WHAT TO WORK ON ::
Lines with the string "foreground" must each be copied from the listing.

------ DATA FOR REVIEW

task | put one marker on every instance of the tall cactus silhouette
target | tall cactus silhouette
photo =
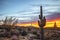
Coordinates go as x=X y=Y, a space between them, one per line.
x=42 y=23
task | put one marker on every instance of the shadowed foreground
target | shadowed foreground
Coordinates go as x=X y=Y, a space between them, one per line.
x=30 y=33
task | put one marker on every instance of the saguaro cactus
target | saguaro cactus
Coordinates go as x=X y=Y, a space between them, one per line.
x=42 y=23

------------

RESPONSE TO THIS TASK ::
task | put one marker on every instance of the shadowed foreground
target | shadowed foreground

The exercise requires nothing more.